§ **THE INPUT**
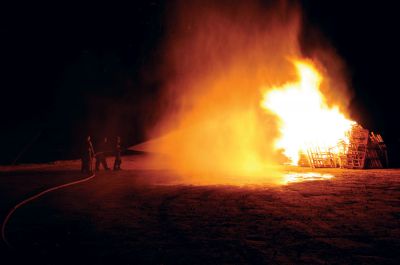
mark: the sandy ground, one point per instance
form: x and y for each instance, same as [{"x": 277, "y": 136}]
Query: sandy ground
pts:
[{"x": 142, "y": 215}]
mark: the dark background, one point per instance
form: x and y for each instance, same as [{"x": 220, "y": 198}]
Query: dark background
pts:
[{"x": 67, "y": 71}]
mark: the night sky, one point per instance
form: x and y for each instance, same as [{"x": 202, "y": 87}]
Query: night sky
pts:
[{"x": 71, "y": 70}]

---

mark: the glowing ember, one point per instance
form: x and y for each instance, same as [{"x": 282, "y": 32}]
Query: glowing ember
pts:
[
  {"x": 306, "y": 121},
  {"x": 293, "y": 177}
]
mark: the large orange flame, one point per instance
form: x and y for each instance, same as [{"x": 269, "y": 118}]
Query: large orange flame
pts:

§ **PROBLEM TO SOLVE**
Gather every line of the rows above that contains the word "orange", and copy each one in full. Matches must have the same case.

§ **THE REPLY**
mark: the large orange flame, one point per instance
Query: large orange flame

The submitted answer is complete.